• CHALLENGE: Copy the material below line for line, changing nothing.

• DATA SECTION:
########
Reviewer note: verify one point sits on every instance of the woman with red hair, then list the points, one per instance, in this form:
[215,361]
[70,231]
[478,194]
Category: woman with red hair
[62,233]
########
• RIGHT ANSWER:
Reviewer note: verify one point sits on every instance of the woman with red hair, then list the points, one per instance, in this form:
[215,361]
[70,231]
[478,194]
Category: woman with red hair
[62,233]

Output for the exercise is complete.